Dataset excerpts on object pointing
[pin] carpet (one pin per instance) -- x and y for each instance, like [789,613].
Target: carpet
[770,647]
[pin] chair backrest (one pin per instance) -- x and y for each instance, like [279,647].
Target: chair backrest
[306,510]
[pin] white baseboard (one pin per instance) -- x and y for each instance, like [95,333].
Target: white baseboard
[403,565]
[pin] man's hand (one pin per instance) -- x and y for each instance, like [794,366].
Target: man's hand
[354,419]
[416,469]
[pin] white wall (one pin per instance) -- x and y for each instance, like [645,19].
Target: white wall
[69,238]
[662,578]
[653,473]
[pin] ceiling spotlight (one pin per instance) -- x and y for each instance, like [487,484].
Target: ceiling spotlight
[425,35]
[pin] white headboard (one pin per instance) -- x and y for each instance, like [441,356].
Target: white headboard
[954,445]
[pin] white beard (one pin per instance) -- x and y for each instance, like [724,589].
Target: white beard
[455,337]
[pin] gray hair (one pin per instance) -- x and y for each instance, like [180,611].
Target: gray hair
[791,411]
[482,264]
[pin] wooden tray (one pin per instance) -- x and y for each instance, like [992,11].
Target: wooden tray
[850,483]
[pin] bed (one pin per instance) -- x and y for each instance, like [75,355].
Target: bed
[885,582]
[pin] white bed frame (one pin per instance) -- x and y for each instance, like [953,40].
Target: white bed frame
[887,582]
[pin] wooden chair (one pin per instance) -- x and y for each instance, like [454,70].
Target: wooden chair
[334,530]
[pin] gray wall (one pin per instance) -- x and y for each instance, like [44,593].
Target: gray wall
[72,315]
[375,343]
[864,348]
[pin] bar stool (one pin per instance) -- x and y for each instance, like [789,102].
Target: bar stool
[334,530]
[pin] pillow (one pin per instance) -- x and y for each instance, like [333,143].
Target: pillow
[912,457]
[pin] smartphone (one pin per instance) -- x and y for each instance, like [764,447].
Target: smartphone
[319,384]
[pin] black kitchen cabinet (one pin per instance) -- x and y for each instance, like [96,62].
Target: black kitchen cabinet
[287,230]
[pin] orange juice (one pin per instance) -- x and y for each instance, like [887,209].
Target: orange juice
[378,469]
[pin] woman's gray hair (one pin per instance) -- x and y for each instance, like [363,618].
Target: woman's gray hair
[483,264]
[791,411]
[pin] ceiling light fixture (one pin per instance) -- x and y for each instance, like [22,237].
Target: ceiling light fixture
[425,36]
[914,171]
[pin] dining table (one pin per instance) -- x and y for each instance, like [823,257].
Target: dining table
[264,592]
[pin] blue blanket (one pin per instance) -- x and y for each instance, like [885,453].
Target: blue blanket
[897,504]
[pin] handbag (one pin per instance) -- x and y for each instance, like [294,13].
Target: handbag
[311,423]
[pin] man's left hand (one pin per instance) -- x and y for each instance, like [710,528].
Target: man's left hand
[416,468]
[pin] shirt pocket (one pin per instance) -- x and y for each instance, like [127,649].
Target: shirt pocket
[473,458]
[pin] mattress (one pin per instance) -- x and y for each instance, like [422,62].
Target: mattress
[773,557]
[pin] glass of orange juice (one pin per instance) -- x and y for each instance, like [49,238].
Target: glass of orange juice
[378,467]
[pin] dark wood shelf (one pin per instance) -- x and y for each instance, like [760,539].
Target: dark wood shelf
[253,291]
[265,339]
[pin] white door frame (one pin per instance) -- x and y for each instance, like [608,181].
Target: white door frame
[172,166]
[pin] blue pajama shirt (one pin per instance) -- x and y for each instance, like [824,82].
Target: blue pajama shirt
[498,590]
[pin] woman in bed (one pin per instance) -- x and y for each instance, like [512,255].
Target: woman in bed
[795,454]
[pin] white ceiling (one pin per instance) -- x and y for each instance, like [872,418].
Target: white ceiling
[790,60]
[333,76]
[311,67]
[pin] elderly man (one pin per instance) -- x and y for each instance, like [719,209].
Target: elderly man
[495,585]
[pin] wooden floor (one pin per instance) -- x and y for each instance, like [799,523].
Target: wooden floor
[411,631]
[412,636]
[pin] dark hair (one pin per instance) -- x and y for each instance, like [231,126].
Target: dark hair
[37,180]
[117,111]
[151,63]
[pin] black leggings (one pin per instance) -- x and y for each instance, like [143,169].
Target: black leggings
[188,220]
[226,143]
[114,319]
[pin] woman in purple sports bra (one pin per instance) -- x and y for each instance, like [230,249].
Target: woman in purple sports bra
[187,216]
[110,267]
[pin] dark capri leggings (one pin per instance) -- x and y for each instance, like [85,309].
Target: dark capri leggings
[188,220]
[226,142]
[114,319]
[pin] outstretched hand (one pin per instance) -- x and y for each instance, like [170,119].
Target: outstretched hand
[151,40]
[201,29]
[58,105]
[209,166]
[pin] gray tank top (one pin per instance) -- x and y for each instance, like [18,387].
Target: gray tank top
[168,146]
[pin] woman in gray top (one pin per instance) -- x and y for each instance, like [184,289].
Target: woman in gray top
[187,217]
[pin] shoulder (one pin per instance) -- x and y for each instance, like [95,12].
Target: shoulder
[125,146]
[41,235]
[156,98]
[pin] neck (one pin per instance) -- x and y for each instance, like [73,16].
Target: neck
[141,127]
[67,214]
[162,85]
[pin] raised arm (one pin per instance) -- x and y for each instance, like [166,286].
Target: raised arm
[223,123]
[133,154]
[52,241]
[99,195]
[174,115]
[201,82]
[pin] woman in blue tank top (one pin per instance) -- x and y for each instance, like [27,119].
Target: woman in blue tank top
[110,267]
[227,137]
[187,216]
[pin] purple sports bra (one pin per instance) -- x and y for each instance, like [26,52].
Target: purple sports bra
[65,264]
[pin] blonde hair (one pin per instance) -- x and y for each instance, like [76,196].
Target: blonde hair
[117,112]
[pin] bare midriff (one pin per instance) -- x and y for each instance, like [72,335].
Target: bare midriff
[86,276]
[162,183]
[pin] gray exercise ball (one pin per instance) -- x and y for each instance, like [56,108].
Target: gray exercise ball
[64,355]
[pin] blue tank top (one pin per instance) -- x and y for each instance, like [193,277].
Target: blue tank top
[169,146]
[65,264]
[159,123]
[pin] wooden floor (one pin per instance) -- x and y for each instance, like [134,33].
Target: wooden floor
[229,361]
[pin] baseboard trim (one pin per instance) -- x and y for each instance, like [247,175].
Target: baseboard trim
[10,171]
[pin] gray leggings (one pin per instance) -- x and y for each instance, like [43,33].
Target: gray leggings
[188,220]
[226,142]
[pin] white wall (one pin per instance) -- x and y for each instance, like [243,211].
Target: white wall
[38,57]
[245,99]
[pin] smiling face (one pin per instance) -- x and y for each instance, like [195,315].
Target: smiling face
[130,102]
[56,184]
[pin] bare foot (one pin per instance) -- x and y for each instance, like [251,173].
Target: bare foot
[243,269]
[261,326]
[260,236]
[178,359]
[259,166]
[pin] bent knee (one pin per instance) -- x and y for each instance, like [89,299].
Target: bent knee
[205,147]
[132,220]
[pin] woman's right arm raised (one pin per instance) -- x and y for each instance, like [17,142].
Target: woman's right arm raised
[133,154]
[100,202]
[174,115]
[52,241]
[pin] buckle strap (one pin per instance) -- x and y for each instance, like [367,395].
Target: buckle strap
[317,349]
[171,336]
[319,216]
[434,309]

* [EXERCISE DETAILS]:
For this exercise, please retype exactly the lines in the listing from the line with "[pin] gray exercise" through its last line, both ends included.

* [ANSWER FOR THIS EXERCISE]:
[pin] gray exercise ball (one pin per instance) -- x and y for each instance, like [56,108].
Target: gray exercise ball
[64,355]
[pin] blue tank top (one pin per instance) -- x and y for each instance, like [193,277].
Target: blue tank top
[169,146]
[65,264]
[159,123]
[pin] wooden floor (one pin per instance) -- x and y for each instance, like [134,33].
Target: wooden floor
[229,361]
[pin] baseboard trim (one pin per instance) -- x and y for each instance, like [247,175].
Target: baseboard trim
[10,171]
[pin] gray leggings (one pin per instance) -- x and y for each instance, like [43,33].
Target: gray leggings
[188,220]
[226,142]
[pin] white wall (one pin per instance) -- x and y for each instance, like [243,211].
Target: white wall
[38,57]
[245,99]
[pin] smiling face (one pin per instance) -- x and y for each instance, like [195,315].
Target: smiling face
[130,102]
[56,184]
[pin] bare foot (one pin per instance) -- x and y for each instance, like [251,173].
Target: bare foot
[243,269]
[261,326]
[260,236]
[178,359]
[259,166]
[pin] bent knee (one pin per instance) -- x and y for each instance, like [89,299].
Target: bent knee
[205,147]
[132,220]
[pin] woman's right arm raised (one pin per instance) -- x and y for each instance, like [17,142].
Target: woman's right arm raised
[133,154]
[100,202]
[174,115]
[52,241]
[pin] buckle strap (one pin per instance) -- x and y for each instance, like [367,395].
Target: buckle strap
[317,349]
[171,336]
[319,216]
[434,309]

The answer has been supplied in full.